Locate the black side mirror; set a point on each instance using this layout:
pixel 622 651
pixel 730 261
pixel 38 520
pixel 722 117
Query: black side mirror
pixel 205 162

■ **Brief**
Pull every line of the data above and reproduce each one verbatim, in its original order.

■ **Solution to this exercise**
Locate the black side mirror; set a point on each instance using this layout:
pixel 622 651
pixel 730 261
pixel 38 520
pixel 722 117
Query: black side mirror
pixel 205 162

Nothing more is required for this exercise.